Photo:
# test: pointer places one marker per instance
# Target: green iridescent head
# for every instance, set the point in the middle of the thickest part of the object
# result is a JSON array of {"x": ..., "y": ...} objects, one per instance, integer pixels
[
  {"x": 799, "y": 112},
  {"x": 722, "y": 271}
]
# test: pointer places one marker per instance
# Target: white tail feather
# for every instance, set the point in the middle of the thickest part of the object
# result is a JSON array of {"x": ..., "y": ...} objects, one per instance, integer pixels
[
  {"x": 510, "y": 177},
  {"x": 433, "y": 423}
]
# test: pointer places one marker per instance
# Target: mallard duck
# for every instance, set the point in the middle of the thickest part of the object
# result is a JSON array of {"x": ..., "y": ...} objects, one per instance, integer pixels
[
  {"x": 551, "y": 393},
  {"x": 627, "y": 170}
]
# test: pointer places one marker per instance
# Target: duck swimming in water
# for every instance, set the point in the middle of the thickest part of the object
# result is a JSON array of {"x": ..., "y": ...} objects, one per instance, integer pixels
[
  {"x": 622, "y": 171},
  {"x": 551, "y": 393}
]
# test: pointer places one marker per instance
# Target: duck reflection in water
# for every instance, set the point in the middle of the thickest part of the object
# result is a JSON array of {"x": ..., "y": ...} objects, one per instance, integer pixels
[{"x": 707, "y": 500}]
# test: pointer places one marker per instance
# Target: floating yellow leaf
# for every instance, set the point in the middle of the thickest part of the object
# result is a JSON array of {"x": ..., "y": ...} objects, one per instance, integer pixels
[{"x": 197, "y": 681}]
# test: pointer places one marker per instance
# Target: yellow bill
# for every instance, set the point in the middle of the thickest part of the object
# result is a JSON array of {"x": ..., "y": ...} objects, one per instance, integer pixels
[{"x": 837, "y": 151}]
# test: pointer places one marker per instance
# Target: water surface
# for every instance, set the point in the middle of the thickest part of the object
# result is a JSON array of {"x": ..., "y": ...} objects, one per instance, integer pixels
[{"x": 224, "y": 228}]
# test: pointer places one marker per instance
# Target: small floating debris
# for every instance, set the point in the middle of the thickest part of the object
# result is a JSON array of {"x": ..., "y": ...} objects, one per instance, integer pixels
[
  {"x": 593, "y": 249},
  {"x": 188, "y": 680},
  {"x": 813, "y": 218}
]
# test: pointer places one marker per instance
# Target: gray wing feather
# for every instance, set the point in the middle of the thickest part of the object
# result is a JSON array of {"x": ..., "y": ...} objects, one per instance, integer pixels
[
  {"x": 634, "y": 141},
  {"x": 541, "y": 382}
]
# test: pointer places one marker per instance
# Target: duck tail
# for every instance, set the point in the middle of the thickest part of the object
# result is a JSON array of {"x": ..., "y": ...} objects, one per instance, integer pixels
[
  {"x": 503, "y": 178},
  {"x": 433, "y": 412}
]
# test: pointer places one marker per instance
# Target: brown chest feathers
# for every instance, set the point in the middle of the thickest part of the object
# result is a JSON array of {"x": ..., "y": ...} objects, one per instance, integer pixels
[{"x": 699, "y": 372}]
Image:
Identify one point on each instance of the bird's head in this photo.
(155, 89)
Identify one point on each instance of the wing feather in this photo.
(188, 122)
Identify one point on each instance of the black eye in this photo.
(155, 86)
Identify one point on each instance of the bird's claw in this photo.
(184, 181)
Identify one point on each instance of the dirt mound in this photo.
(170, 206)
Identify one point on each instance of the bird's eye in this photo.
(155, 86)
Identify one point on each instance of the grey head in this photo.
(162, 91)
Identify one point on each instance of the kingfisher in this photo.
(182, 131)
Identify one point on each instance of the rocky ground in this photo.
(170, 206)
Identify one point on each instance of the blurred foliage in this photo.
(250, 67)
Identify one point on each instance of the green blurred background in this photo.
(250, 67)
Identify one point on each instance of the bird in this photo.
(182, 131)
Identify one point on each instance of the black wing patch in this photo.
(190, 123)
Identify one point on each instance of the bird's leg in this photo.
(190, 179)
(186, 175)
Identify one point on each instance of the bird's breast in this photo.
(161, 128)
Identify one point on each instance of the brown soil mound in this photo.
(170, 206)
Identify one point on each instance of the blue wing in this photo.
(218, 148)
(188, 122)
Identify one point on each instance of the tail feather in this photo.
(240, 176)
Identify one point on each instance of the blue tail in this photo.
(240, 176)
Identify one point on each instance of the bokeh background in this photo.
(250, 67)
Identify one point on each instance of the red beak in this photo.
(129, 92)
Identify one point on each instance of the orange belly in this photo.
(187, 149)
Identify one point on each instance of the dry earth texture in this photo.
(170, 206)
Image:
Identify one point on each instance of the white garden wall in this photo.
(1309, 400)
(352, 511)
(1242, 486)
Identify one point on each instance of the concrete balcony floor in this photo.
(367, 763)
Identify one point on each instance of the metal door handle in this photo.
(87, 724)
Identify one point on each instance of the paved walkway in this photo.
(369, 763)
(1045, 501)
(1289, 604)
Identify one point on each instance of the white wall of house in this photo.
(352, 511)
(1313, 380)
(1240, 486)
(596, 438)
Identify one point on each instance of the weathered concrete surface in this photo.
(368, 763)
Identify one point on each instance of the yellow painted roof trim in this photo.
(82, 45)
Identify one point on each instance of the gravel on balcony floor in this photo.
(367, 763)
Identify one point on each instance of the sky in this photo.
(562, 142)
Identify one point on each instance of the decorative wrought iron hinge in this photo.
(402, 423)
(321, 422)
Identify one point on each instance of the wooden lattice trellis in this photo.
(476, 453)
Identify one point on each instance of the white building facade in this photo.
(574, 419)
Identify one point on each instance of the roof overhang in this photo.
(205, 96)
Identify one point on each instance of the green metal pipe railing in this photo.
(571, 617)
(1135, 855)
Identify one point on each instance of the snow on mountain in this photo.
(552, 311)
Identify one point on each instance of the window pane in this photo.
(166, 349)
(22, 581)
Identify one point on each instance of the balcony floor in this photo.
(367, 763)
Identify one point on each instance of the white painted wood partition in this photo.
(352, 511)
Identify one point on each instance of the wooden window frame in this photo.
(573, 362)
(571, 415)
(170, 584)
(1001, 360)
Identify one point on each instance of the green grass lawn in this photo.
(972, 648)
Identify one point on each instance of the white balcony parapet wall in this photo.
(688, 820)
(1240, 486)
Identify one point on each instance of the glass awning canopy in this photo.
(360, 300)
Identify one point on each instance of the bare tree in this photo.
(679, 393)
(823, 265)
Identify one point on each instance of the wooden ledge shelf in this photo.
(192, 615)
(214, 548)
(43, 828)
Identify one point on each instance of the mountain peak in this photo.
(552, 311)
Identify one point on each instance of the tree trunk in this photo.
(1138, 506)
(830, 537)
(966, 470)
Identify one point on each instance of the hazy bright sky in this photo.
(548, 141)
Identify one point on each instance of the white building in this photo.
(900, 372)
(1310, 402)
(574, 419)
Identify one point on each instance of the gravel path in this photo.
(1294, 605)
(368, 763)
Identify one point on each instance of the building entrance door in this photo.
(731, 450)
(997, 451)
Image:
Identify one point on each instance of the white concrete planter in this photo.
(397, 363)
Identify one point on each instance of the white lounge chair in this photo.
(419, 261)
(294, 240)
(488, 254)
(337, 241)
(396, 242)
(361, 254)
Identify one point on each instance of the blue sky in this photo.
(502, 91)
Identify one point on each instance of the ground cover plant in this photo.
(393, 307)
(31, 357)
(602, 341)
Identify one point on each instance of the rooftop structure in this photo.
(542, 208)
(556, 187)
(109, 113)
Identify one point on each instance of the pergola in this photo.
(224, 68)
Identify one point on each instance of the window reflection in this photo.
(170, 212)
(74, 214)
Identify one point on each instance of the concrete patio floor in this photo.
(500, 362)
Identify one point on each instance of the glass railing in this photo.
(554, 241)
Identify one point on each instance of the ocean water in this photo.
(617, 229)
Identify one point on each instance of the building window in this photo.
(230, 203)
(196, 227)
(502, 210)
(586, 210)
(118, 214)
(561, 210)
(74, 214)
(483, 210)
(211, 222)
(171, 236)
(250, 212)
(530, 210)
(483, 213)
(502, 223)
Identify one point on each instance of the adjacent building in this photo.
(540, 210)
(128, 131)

• **Objective**: Reproduce exactly the line that holds "Identify one point on each instance of the building entrance", then every line after it, ending with the final line of the records above.

• **Task result**:
Identify one point on each instance of the building entrance door in this photo.
(731, 450)
(997, 451)
Image:
Identify one point on each instance of the white concrete planter in this photo.
(397, 363)
Identify one point on each instance of the white lounge chair in this photo.
(419, 261)
(294, 240)
(488, 254)
(337, 241)
(396, 242)
(361, 254)
Identify one point on each instance of the blue sky in this photo.
(502, 91)
Identify one point on each instance of the ground cover plant in this photo.
(393, 307)
(31, 357)
(602, 341)
Identify one point on each instance of the rooftop structure in this photo.
(542, 208)
(556, 187)
(109, 113)
Identify one point on each instance of the pergola in this photo.
(224, 68)
Identify one point on each instance of the window reflection in this photo.
(170, 212)
(74, 214)
Identify one point on each instance of the concrete patio floor in this photo.
(500, 362)
Identify one point on each instance of the glass railing in this photo.
(554, 241)
Identify one point on each instance of the ocean water in this photo.
(617, 229)
Identify one point on each instance of the building window in this photo.
(230, 203)
(196, 227)
(502, 210)
(586, 210)
(118, 214)
(561, 210)
(74, 214)
(483, 210)
(211, 222)
(171, 236)
(250, 212)
(530, 210)
(483, 213)
(502, 223)
Identify one point on each instance of the adjacent building in this photo.
(540, 210)
(128, 131)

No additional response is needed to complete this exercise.